#### Opdrachtenreeks
1 - De tekst over registerverklaringen bespreekt ook de notariële verklaring van art. 27 Kw. Leg in één tot drie zinnen uit waarom dat gebeurt, hoewel het strikt genomen geen registerverklaring is.
2 - Welk artikel van de Kadasterwet bepaalt volgens de tekst over registerverklaringen dat een registerverklaring een notariële akte is en geen onderhandse akte?
3 - Ga verder met de tekst over registerverklaringen in de Kadasterwet, direct na de laatste zin van het tekstfragment.

═══ Tekstfragment ═══

De regeling in de Kadasterwet omtrent registerverklaringen
Inleiding
In de dagelijkse registratiepraktijk worden aan de bewaarders van het kadaster en de openbare registers veel vragen gesteld over notariële registerverklaringen.
Een registerverklaring is een notariële verklaring waarbij de notaris aangeeft dat volgens verklaring van degene die inschrijving verlangt, een rechtshandeling is verricht. De rechtshandeling blijkt vervolgens uit het stuk dat aan de registerverklaring wordt gehecht en tezamen met deze wordt inschreven in het daartoe bestemde openbare register. De registerverklaring komt in de Kadasterwet (“Kw”) voor in de art. 26 (algemeen), 30 (vervulling voorwaarde), 34 (verjaring), 35 (waardeloosheid) en 36 (aantal specifieke gevallen).
Een registerverklaring is geen onderhandse akte, maar een notariële akte, zo bepaalt art. 37a Kw.
Hierna worden eerst de uitgangspunten besproken die aan de wettelijke regeling voor de inschrijving van registerverklaringen ten grondslag hebben gelegen, waarna veel voorkomende vragen en discussiepunten bij de inschrijving van registerverklaringen artikelsgewijs worden behandeld. Hoewel strikt genomen geen registerverklaring, wordt ook stil gestaan bij de notariële verklaring van art. 27 Kw (erfopvolging), omdat er in de praktijk soms onduidelijkheid bestaat welk stuk op basis van dit artikel ingeschreven zou moeten worden.

═══ Gegeven vermeldingen ═══

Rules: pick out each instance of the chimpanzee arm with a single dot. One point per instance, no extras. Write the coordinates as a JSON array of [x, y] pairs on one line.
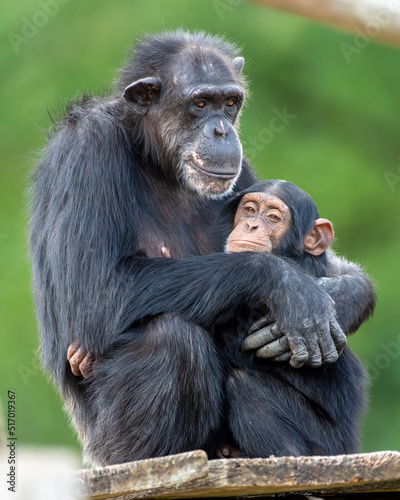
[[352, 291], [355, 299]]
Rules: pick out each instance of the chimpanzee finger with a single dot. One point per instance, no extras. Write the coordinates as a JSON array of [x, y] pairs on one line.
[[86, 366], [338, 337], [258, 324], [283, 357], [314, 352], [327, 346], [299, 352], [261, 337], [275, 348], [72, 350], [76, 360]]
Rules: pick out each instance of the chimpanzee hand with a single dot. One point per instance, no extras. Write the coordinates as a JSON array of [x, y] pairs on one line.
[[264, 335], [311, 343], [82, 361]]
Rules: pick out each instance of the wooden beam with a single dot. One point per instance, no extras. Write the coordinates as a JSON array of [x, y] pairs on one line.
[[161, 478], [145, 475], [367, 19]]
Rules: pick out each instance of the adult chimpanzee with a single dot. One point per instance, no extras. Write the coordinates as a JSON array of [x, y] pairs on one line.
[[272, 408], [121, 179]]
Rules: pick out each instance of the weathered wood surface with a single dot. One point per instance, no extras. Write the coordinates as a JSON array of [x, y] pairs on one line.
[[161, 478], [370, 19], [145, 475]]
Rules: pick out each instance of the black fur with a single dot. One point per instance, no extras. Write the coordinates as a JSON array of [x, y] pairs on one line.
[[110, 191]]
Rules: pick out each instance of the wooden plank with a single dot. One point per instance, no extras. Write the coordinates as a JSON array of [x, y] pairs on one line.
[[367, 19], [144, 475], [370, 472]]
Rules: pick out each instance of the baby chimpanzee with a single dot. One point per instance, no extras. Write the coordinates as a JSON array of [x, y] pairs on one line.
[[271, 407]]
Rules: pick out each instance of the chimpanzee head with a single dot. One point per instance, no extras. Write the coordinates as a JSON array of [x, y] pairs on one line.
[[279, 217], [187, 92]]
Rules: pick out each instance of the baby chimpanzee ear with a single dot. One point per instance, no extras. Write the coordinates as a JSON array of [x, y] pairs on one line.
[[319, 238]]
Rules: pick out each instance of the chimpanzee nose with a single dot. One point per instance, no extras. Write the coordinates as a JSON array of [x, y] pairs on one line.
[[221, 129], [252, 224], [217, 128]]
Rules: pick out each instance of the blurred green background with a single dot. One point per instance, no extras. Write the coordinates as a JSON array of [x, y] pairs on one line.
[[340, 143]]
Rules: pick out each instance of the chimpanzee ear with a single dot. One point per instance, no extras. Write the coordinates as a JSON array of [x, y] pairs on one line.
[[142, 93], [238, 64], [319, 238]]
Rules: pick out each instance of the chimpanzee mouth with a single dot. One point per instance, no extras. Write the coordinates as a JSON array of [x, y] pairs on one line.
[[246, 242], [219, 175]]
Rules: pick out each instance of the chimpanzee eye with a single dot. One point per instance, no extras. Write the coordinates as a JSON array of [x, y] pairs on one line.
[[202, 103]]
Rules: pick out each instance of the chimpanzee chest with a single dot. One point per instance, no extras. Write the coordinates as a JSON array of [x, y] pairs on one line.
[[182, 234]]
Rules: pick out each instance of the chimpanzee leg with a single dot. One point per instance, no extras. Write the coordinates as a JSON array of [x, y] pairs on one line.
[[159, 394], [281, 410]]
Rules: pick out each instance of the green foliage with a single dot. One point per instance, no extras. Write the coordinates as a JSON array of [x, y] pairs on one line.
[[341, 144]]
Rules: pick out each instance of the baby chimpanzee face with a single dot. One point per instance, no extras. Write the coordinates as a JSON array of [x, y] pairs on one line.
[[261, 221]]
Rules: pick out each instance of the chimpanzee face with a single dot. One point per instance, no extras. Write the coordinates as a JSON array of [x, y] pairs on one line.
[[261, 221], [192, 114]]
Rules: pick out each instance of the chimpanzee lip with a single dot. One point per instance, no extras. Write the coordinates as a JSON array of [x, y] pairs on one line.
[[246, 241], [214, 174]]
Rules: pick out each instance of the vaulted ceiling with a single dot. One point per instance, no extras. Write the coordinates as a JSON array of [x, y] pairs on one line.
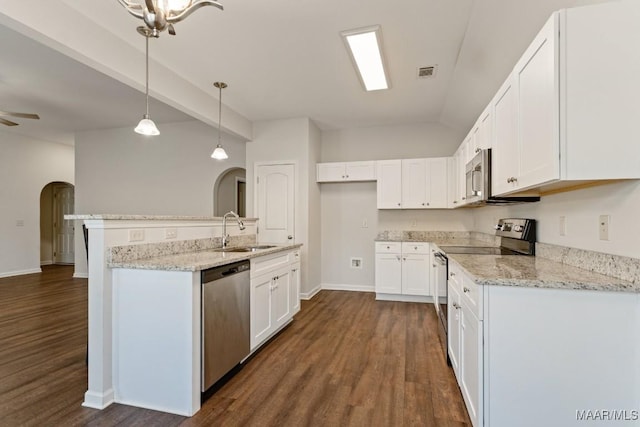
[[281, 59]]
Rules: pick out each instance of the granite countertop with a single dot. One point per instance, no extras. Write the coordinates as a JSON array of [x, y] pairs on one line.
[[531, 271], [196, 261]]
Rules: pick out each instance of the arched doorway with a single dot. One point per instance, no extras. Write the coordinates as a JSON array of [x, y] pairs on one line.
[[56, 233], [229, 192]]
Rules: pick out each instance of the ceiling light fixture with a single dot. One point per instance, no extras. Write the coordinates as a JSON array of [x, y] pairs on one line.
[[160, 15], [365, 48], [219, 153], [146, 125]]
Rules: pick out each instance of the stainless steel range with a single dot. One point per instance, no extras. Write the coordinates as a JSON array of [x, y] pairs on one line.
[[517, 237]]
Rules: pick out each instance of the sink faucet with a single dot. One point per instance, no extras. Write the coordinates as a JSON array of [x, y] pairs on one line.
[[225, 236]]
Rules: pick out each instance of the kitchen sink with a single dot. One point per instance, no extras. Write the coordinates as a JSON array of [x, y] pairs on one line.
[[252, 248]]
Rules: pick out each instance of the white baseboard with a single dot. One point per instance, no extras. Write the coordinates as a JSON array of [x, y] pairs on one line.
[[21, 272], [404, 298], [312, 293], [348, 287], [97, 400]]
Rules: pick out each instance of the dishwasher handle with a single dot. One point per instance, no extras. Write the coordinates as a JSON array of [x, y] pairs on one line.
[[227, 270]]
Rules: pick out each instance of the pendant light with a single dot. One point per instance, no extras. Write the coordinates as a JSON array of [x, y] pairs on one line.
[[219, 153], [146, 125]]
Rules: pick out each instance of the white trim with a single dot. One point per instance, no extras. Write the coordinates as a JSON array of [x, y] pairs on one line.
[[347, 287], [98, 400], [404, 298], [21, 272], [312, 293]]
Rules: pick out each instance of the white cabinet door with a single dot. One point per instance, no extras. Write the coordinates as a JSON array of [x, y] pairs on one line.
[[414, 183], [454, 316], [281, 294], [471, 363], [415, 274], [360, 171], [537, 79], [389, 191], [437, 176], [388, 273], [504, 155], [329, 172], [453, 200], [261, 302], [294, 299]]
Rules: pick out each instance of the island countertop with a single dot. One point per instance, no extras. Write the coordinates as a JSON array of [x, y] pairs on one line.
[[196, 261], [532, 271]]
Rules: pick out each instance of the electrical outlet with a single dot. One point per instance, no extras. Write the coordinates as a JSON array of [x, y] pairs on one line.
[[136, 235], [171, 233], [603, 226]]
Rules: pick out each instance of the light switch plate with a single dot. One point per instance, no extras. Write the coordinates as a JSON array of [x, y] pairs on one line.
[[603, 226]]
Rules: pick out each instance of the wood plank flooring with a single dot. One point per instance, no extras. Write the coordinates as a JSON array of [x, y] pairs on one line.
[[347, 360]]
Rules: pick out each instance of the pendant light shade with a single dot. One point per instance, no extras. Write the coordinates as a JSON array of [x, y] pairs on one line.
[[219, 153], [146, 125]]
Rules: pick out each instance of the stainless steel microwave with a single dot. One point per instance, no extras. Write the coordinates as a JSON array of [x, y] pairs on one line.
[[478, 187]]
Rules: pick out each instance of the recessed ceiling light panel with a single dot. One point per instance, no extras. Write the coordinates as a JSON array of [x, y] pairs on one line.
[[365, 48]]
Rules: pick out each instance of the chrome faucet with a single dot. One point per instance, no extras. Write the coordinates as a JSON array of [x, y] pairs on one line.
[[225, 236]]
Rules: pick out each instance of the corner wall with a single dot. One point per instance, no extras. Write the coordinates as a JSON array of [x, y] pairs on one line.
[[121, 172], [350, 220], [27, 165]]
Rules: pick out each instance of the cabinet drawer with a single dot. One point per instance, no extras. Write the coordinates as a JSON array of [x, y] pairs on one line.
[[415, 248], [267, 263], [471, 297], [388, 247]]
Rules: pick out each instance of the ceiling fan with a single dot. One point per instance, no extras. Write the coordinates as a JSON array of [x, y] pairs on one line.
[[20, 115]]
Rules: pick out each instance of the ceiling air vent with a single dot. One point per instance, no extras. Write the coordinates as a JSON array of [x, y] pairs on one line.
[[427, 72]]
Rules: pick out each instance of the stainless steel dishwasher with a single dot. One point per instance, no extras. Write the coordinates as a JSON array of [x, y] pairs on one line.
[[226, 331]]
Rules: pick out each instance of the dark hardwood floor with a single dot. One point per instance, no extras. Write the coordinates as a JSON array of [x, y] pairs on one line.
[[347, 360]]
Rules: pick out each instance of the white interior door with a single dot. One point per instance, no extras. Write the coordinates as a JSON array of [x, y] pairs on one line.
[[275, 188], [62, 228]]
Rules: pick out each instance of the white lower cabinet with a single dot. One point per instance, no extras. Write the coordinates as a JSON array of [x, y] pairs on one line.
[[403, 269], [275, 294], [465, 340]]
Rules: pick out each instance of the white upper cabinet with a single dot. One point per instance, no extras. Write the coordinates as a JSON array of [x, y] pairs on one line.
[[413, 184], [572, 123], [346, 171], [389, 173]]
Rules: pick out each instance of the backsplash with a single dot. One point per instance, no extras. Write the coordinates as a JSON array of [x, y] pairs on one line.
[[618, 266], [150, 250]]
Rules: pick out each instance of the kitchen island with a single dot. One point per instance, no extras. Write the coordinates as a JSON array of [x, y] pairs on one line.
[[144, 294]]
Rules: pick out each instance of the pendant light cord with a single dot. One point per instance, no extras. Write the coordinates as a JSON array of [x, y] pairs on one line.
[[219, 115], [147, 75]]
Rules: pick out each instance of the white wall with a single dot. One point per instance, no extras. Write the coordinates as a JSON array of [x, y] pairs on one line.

═══

#### Antwoorden per opdracht
1 - De notariële verklaring van art. 27 Kw (erfopvolging) wordt behandeld omdat er in de praktijk soms onduidelijkheid bestaat over welk stuk op basis van dit artikel ingeschreven zou moeten worden.

2 - Art. 37a Kw.

3 -
Op art. 36 Kw wordt niet verder ingegaan omdat in de praktijk weinig vragen worden gesteld over de inschrijvingsvereisten die dit artikel betreffen. In deze bijdrage wordt volstaan met te constateren dat art. 36 Kw het artikel is dat in een aantal specifieke gevallen gebruikt kan worden om rechtshandelingen in te schrijven.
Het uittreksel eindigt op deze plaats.